* Start INPUT *

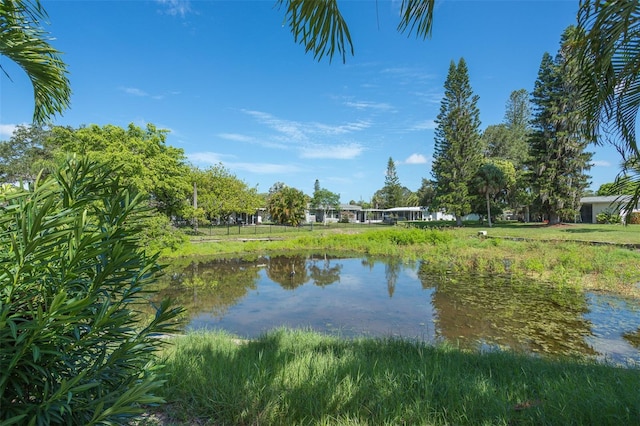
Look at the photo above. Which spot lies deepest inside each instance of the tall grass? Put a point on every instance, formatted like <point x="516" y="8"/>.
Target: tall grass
<point x="591" y="267"/>
<point x="297" y="377"/>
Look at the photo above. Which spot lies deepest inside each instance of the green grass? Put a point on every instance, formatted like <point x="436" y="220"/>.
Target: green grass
<point x="296" y="378"/>
<point x="540" y="256"/>
<point x="615" y="234"/>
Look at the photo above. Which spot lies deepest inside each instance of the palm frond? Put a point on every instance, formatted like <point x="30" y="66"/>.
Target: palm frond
<point x="25" y="42"/>
<point x="609" y="55"/>
<point x="417" y="15"/>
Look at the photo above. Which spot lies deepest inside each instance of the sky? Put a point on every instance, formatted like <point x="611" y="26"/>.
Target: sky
<point x="230" y="84"/>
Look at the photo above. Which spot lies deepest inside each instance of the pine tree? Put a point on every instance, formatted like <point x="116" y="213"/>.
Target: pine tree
<point x="458" y="146"/>
<point x="392" y="191"/>
<point x="557" y="147"/>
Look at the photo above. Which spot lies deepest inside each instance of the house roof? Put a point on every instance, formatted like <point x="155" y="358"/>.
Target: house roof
<point x="404" y="209"/>
<point x="605" y="199"/>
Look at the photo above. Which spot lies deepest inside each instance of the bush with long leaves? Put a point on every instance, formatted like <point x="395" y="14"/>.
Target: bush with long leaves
<point x="74" y="348"/>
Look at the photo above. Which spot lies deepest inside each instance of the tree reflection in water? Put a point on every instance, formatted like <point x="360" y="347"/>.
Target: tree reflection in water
<point x="514" y="313"/>
<point x="321" y="271"/>
<point x="378" y="297"/>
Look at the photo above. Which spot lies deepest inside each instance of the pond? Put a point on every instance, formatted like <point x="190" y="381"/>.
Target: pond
<point x="361" y="296"/>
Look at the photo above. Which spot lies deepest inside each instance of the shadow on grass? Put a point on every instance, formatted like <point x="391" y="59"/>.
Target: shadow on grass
<point x="293" y="377"/>
<point x="586" y="230"/>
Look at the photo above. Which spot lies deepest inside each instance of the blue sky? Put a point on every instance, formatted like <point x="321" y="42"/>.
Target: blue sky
<point x="227" y="80"/>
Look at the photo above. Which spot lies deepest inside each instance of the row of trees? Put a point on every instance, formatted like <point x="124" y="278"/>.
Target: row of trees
<point x="142" y="160"/>
<point x="533" y="160"/>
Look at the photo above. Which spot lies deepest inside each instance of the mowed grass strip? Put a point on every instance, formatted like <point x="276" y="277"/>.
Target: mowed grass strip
<point x="303" y="378"/>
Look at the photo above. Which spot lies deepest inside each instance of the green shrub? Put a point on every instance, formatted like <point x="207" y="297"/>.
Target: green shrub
<point x="608" y="216"/>
<point x="73" y="284"/>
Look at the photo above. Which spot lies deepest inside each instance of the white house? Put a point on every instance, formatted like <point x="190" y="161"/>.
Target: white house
<point x="592" y="206"/>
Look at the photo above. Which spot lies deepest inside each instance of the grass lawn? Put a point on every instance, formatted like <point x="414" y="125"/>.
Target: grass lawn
<point x="303" y="378"/>
<point x="616" y="234"/>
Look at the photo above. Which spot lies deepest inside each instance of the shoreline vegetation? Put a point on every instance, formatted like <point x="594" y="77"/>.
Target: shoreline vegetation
<point x="301" y="377"/>
<point x="297" y="377"/>
<point x="588" y="257"/>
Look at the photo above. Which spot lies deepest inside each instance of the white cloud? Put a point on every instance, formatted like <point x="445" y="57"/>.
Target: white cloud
<point x="206" y="158"/>
<point x="264" y="168"/>
<point x="340" y="152"/>
<point x="361" y="105"/>
<point x="176" y="7"/>
<point x="296" y="133"/>
<point x="343" y="128"/>
<point x="416" y="159"/>
<point x="134" y="91"/>
<point x="290" y="129"/>
<point x="212" y="158"/>
<point x="235" y="137"/>
<point x="6" y="130"/>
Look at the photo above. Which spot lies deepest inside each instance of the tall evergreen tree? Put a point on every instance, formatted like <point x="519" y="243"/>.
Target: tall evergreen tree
<point x="323" y="199"/>
<point x="458" y="146"/>
<point x="557" y="145"/>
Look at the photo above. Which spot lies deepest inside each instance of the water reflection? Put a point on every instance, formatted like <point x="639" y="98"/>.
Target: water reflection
<point x="366" y="296"/>
<point x="510" y="313"/>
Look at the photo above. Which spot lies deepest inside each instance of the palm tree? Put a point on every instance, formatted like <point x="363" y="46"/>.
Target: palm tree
<point x="608" y="48"/>
<point x="25" y="42"/>
<point x="319" y="26"/>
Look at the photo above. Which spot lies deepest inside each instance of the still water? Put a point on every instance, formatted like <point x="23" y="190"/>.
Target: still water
<point x="357" y="296"/>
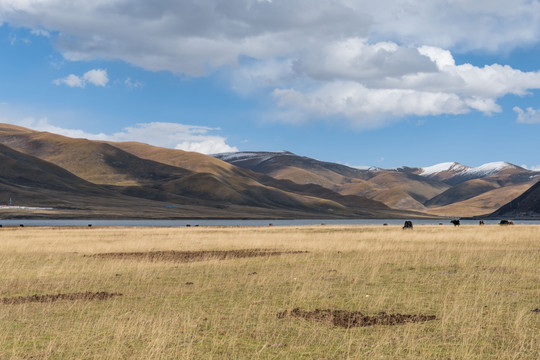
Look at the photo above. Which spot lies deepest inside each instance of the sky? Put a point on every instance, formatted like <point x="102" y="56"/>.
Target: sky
<point x="388" y="83"/>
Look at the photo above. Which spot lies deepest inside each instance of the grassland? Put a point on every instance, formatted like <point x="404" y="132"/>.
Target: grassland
<point x="481" y="283"/>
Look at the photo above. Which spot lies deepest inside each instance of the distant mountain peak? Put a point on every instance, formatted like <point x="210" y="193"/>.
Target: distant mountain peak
<point x="443" y="167"/>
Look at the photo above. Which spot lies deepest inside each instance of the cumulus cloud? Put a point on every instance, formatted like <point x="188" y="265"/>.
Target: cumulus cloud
<point x="71" y="81"/>
<point x="96" y="77"/>
<point x="171" y="135"/>
<point x="527" y="116"/>
<point x="433" y="85"/>
<point x="358" y="59"/>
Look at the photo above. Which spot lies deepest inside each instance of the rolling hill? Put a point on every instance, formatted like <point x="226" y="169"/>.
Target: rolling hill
<point x="447" y="189"/>
<point x="178" y="177"/>
<point x="526" y="205"/>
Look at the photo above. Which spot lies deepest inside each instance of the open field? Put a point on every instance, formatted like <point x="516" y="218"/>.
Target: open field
<point x="181" y="293"/>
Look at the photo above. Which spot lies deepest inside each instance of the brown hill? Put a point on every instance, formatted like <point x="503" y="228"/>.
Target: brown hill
<point x="96" y="162"/>
<point x="481" y="204"/>
<point x="526" y="205"/>
<point x="463" y="191"/>
<point x="374" y="183"/>
<point x="246" y="181"/>
<point x="162" y="177"/>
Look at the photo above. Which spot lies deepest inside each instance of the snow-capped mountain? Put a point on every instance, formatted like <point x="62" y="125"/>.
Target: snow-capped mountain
<point x="453" y="167"/>
<point x="454" y="173"/>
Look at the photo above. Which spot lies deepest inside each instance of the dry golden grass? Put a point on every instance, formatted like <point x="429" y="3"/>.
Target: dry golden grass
<point x="480" y="282"/>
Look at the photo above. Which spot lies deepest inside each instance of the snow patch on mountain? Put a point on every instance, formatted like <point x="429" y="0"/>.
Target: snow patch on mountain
<point x="480" y="171"/>
<point x="491" y="168"/>
<point x="442" y="167"/>
<point x="258" y="156"/>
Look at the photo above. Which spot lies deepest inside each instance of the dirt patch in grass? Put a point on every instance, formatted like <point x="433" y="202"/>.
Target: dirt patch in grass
<point x="102" y="295"/>
<point x="187" y="256"/>
<point x="349" y="319"/>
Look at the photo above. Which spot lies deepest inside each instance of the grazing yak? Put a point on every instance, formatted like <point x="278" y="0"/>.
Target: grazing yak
<point x="407" y="225"/>
<point x="506" y="222"/>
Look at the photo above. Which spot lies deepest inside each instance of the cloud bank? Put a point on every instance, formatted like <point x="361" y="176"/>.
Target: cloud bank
<point x="170" y="135"/>
<point x="361" y="60"/>
<point x="96" y="77"/>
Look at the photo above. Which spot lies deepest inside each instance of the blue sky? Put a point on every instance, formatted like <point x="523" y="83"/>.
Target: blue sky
<point x="384" y="84"/>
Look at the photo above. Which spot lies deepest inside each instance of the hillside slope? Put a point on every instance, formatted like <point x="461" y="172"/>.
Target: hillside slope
<point x="526" y="205"/>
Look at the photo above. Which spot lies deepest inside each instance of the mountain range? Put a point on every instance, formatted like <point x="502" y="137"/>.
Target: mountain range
<point x="447" y="189"/>
<point x="81" y="178"/>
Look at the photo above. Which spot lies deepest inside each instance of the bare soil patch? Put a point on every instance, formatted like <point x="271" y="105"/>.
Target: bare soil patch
<point x="349" y="319"/>
<point x="187" y="256"/>
<point x="102" y="295"/>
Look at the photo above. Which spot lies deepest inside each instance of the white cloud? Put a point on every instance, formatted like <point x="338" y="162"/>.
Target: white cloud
<point x="133" y="84"/>
<point x="532" y="168"/>
<point x="363" y="60"/>
<point x="211" y="146"/>
<point x="40" y="32"/>
<point x="170" y="135"/>
<point x="527" y="116"/>
<point x="368" y="94"/>
<point x="71" y="81"/>
<point x="96" y="77"/>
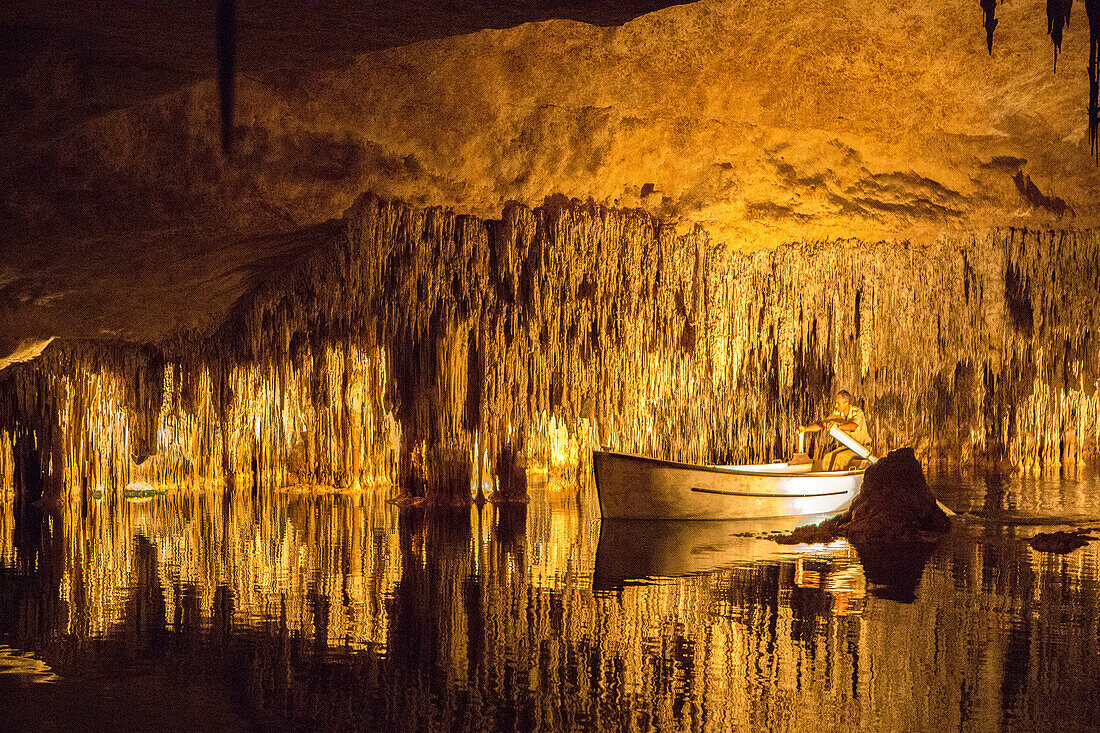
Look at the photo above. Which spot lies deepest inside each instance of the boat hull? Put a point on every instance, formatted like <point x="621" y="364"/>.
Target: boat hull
<point x="639" y="488"/>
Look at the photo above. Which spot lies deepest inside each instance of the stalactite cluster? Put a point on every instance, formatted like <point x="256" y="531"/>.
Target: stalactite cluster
<point x="443" y="353"/>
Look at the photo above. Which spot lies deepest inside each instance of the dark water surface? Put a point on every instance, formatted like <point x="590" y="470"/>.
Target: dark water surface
<point x="196" y="612"/>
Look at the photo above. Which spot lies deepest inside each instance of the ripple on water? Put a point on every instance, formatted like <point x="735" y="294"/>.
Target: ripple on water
<point x="337" y="612"/>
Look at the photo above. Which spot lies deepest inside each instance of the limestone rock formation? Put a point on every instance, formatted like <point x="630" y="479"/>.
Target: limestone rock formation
<point x="894" y="506"/>
<point x="766" y="123"/>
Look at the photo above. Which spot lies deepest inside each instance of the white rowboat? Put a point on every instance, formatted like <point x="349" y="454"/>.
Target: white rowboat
<point x="639" y="488"/>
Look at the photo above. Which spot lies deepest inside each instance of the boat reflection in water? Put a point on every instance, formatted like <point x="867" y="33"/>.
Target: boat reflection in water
<point x="337" y="612"/>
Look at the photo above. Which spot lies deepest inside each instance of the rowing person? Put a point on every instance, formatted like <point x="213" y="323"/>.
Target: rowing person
<point x="848" y="418"/>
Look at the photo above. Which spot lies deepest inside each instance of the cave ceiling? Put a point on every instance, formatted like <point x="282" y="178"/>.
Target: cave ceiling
<point x="761" y="122"/>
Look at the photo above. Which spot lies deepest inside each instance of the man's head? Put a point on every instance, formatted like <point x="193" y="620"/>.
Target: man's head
<point x="842" y="402"/>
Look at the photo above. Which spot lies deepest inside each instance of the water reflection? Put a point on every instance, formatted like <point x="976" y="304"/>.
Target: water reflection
<point x="337" y="612"/>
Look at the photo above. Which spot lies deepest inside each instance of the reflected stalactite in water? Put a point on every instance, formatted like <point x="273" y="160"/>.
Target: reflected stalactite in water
<point x="433" y="350"/>
<point x="338" y="612"/>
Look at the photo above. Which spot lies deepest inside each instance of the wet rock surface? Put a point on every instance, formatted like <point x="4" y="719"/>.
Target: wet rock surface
<point x="894" y="505"/>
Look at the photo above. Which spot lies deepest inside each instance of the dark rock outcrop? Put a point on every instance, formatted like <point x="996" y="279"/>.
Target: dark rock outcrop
<point x="1059" y="542"/>
<point x="894" y="505"/>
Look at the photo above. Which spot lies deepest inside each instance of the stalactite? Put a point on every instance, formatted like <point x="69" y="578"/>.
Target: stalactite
<point x="435" y="351"/>
<point x="1057" y="19"/>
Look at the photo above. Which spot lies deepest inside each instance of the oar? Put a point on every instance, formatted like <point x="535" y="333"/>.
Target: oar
<point x="850" y="442"/>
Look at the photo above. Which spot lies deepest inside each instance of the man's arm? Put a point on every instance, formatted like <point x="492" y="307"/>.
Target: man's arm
<point x="832" y="419"/>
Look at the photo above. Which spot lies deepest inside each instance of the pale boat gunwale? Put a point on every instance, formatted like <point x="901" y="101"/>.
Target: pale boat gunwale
<point x="659" y="462"/>
<point x="724" y="469"/>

* End INPUT *

[WORK REQUIRED]
Extract every line from the one containing "the man's arm?" to the end of the entries, including both of those lines, exactly as given and with nothing added.

[RIGHT ANSWER]
Look at the photo above. Which spot lies deepest inside each instance of the man's arm? Put a point on every instance, formatted like <point x="492" y="307"/>.
Target: man's arm
<point x="832" y="419"/>
Look at the photo above. Which spot lies deepest inside each instance of the pale boat gunwale? Put a point on every instance, formatted like <point x="901" y="101"/>.
Target: pale boat gunwale
<point x="659" y="462"/>
<point x="724" y="469"/>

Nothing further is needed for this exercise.